Exercise description:
Emit a verbatim copy of the lines running from the line with "Note: mark the flatbread" through the end of the material below.

[Start Exercise material]

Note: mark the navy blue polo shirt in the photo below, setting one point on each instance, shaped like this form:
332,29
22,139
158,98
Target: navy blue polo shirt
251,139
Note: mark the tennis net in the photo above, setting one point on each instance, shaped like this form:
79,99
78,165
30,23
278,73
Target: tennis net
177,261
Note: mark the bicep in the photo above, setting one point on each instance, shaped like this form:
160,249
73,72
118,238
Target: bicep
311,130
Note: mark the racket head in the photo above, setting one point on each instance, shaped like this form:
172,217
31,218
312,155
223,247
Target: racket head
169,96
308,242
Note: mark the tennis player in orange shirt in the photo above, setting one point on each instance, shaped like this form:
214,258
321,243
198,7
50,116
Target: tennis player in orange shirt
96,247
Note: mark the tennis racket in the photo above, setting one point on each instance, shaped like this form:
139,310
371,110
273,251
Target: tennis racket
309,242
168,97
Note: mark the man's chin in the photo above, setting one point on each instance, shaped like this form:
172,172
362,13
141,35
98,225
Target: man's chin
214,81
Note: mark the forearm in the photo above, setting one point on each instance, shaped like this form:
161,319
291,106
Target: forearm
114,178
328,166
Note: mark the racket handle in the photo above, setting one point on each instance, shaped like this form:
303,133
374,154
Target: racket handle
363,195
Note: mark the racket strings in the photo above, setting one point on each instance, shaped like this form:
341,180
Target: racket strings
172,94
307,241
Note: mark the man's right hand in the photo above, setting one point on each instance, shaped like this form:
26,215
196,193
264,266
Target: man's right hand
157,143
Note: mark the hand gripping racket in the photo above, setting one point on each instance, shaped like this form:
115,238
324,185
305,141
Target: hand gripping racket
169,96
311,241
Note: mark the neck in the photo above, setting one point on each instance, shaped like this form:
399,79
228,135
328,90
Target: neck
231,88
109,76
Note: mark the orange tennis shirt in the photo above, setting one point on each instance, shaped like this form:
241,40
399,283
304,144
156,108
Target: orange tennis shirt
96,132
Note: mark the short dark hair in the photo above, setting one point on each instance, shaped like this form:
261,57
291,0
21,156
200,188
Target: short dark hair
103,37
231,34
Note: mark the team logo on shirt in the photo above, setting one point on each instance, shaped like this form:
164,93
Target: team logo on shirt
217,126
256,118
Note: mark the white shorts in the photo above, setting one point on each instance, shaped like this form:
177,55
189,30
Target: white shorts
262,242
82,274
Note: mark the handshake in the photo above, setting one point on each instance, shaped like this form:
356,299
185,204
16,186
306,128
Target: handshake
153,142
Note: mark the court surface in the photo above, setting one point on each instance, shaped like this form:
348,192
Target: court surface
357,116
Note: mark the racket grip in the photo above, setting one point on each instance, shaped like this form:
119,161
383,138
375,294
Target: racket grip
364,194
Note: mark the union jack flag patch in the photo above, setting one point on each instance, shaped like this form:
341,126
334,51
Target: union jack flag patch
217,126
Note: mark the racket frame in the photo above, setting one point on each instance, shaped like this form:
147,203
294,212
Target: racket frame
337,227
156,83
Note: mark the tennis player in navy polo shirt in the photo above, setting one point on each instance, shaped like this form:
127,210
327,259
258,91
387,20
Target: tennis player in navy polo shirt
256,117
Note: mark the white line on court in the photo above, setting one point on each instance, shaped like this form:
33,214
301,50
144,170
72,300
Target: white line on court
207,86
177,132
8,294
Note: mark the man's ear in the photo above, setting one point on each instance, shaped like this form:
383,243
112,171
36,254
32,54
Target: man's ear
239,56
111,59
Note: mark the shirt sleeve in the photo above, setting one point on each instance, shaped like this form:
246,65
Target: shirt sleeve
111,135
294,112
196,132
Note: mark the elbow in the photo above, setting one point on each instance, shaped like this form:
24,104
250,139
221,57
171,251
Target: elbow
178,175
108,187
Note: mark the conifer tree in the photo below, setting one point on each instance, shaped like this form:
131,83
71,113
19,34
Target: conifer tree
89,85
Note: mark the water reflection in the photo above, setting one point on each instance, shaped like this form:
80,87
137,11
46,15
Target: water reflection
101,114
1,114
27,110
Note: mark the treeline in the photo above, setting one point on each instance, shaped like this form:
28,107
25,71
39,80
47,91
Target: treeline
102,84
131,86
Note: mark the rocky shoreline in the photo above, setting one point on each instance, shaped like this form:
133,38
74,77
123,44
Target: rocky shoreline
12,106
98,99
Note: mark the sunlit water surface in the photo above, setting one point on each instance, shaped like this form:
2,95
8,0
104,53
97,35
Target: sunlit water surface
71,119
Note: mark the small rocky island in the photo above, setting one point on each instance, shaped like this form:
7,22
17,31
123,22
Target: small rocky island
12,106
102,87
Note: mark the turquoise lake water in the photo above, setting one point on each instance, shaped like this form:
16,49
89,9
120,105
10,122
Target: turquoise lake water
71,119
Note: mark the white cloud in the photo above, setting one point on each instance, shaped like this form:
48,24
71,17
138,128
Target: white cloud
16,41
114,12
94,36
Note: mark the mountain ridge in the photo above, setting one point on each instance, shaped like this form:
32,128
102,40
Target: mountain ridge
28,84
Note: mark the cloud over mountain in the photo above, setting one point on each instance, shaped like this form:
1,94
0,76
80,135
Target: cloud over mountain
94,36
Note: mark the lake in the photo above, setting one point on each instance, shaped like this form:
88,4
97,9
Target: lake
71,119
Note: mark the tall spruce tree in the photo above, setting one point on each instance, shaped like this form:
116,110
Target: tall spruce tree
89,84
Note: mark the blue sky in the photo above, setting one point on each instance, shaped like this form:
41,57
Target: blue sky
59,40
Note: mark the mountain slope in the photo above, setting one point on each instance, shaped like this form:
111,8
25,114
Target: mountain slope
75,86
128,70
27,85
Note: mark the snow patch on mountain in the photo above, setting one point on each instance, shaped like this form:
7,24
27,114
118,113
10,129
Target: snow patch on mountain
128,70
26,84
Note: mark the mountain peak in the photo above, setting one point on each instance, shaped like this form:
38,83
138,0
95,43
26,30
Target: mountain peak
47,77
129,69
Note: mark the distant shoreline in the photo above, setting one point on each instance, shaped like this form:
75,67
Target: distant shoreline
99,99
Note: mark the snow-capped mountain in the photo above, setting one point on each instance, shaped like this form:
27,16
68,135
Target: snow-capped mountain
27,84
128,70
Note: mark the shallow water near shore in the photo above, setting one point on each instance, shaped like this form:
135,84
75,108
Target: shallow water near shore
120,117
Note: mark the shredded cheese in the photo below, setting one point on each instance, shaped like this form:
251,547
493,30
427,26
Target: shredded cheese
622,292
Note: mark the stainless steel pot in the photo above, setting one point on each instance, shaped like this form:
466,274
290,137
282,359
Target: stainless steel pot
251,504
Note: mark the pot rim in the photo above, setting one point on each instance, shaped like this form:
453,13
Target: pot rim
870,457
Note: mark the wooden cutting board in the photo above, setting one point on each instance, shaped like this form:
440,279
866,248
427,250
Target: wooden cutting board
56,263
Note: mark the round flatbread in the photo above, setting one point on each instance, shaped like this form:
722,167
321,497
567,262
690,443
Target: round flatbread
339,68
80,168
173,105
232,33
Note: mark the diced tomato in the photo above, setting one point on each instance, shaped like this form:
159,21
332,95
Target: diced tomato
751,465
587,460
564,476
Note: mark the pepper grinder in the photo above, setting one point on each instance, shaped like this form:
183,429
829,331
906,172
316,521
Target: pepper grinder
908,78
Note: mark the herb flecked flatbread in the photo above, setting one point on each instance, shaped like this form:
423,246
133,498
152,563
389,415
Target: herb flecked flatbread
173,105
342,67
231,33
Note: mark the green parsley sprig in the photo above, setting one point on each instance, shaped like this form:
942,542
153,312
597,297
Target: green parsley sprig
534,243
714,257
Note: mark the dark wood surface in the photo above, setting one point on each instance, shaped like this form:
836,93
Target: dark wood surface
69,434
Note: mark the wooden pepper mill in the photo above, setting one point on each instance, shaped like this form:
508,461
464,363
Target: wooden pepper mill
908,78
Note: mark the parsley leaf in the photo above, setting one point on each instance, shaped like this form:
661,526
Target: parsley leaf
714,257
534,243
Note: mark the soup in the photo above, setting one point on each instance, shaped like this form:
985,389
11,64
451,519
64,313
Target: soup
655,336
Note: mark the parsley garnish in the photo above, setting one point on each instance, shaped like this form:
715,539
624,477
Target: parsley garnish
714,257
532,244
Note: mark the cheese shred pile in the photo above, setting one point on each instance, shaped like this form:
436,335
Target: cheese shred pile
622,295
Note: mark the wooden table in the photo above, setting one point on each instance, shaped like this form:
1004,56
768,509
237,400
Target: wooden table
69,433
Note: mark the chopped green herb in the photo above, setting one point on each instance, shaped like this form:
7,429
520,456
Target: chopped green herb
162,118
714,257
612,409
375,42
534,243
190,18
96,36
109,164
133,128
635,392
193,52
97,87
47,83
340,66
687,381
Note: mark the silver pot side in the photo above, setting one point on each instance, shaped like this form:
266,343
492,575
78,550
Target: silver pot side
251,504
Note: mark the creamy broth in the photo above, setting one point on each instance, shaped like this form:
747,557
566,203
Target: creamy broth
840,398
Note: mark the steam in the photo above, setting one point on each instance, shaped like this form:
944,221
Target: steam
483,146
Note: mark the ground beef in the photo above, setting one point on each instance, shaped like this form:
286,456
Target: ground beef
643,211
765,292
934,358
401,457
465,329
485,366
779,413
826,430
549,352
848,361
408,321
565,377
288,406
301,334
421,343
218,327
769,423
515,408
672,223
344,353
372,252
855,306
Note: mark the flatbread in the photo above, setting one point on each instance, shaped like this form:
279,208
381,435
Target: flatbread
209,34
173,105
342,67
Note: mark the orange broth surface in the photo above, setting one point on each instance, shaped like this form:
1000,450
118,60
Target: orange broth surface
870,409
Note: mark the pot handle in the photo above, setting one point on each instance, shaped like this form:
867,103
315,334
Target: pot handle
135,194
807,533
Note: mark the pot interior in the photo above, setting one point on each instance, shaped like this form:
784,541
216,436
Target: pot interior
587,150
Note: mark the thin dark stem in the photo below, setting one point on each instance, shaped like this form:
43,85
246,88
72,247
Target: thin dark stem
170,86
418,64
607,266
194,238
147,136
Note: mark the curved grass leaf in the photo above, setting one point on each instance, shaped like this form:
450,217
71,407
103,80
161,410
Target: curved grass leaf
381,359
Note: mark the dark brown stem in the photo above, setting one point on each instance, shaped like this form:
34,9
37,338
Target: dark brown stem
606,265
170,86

[End Exercise material]

Solution to this task:
Note: mark the flatbread in the photo above, setting one point on each instance, shaped like this form:
279,208
381,435
Target: flatbread
209,34
173,105
342,67
Note: mark the orange broth surface in the photo above, setting one point on each instance, shaped like this form:
1000,450
118,60
Target: orange broth surface
870,409
Note: mark the pot handle in the photo above, setting one point on each instance, shaped like this form:
867,103
315,334
Target: pot handle
135,194
807,533
Note: mark the pot interior in the photo above, setting one point on each instance, shaped like this form:
784,541
216,436
Target: pot interior
587,150
Note: mark the thin dark stem in the photo below, setting one point on each instance, shaped like this form:
43,85
246,88
72,247
Target: thin dark stem
170,86
418,64
607,266
194,238
147,136
Note: mark the curved grass leaf in the photo above, setting one point on each instance, shaped like this form:
450,217
71,407
103,80
161,410
Target: curved grass leaf
381,359
Note: mark the dark brown stem in the photo above, setting one point on each instance, shaped like this form:
34,9
37,338
Target: dark brown stem
606,265
170,86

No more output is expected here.